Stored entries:
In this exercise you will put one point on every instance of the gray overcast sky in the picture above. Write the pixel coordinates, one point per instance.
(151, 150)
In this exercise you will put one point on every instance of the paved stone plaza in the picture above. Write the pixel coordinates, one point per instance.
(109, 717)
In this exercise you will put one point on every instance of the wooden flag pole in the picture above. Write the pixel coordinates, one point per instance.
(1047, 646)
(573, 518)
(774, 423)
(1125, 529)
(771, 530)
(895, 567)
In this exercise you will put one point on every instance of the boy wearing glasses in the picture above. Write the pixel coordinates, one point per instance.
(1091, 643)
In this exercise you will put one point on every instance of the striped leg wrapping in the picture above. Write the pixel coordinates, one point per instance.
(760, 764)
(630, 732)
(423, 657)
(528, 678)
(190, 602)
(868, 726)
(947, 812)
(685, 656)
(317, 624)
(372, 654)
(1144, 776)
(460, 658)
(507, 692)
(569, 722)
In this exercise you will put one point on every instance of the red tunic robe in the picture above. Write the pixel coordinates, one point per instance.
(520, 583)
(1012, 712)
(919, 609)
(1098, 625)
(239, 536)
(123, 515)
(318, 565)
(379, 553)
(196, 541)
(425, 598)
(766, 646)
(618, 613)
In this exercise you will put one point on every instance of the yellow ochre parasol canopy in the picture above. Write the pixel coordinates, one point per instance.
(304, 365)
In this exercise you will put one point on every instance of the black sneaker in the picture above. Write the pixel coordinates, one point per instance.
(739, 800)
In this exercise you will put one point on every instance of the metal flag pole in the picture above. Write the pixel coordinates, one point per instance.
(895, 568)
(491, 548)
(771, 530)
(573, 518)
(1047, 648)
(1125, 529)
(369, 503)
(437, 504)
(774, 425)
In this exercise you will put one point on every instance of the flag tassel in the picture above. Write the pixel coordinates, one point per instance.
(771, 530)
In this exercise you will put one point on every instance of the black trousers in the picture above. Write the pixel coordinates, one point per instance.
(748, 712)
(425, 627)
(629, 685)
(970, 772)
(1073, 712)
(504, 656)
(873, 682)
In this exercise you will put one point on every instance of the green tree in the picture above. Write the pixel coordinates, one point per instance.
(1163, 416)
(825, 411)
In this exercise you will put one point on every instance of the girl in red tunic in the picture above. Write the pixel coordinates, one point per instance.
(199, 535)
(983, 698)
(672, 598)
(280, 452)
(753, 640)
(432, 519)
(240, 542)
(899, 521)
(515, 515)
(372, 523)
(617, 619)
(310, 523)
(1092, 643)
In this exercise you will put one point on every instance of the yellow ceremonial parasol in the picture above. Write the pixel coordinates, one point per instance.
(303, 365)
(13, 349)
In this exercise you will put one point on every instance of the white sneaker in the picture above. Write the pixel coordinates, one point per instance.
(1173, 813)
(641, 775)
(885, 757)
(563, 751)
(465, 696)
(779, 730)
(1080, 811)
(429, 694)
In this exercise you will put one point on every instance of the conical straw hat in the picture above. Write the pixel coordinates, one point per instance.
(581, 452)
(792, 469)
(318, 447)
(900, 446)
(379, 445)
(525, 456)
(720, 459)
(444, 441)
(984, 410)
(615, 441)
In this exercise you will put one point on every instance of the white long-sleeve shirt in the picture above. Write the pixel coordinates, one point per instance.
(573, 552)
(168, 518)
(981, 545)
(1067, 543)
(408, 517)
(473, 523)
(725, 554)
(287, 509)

# [ACTIVITY]
Exactly reproduce every line of the records.

# [RESPONSE BOX]
In this exercise you will put one point on every instance of the gray overcast sky in the picture above. Write the pixel coordinates, one point per instance.
(151, 150)
In this exercise you will put one point on every instance of the paved stone plaza in the picture above. Write the pixel coordinates, one point per instance.
(109, 717)
In this exercise you will put one point on every instance of the wooden flag pole in the picture above. Write the pixel coordinates, one point per instance.
(1047, 646)
(573, 518)
(774, 423)
(1125, 529)
(771, 530)
(895, 567)
In this exercise you will put one point on every instance of the boy wearing glasses in the picture above. Write the pixel coordinates, one point per instance.
(1091, 643)
In this exercise you will put one point on every instance of the striped leg wrapping in the picture above. Write the pixel coordinates, one point per instance.
(760, 764)
(630, 732)
(423, 657)
(528, 678)
(190, 602)
(868, 726)
(947, 812)
(685, 656)
(317, 624)
(372, 654)
(1144, 776)
(460, 658)
(507, 692)
(569, 722)
In this exercise you will put one point on every instance of the red tunic robe in the picture above. Write the pixel coordinates, one point per instance.
(520, 583)
(1012, 712)
(919, 609)
(1098, 625)
(239, 536)
(123, 515)
(318, 565)
(379, 553)
(196, 541)
(425, 598)
(766, 646)
(618, 613)
In this exercise you will put one point on every instance of the yellow ochre parasol canopy in the picture above. Write the pixel coordinates, one point per instance.
(304, 365)
In this exercise you will put one point on every instance of the black sneaker in the picture above. Write the pixel coordinates, one point per instance.
(739, 800)
In this exercise you will put one point on every instance of the metal flag pole in the picture above. Write the pixel coordinates, one point per instance.
(895, 568)
(491, 548)
(771, 530)
(573, 518)
(1047, 648)
(1125, 529)
(369, 503)
(437, 504)
(774, 425)
In this exercise you will put one point on every instance of the flag tassel in the picture above. Write the pixel coordinates, one point per instance.
(771, 530)
In this exercise you will put one point on every instance of the black trousers in the picture above. Write the pixel coordinates, one point per instance.
(748, 712)
(425, 627)
(629, 685)
(970, 772)
(1073, 712)
(504, 656)
(873, 682)
In this exercise you will put one point on every instance of the green tree in the picture above. Write the pixel coordinates, one point per instance.
(1163, 416)
(825, 411)
In this exercise you will put one point on every instance of the girl in red tunic in the picture above. Write the pixel coordinates, one point per instance.
(199, 535)
(983, 698)
(672, 598)
(280, 452)
(753, 640)
(432, 519)
(240, 542)
(899, 521)
(515, 515)
(372, 523)
(617, 619)
(310, 523)
(1092, 643)
In this exercise you will put one point on every instance of the yellow ceremonial parasol in the picture above. Write the pixel coordinates, one point per instance.
(303, 365)
(13, 349)
In this exercise you will put one point on every instance of the white sneaker in the picture above. Write the pixel coordinates, one point per instance.
(1173, 813)
(641, 775)
(885, 757)
(563, 751)
(465, 696)
(779, 730)
(1080, 811)
(429, 694)
In this exercise you will put one point on every instance of the conical straw hat in the picture above. Write the pixel coordinates, one point per instance.
(581, 452)
(792, 469)
(318, 447)
(900, 446)
(379, 445)
(525, 456)
(720, 459)
(444, 441)
(984, 410)
(615, 441)
In this exercise you will put one point on every instance of the white long-sleeve shirt in the picture above. Write the pixel coordinates, one point per instance.
(573, 552)
(168, 518)
(981, 545)
(1067, 543)
(408, 517)
(473, 523)
(725, 554)
(287, 509)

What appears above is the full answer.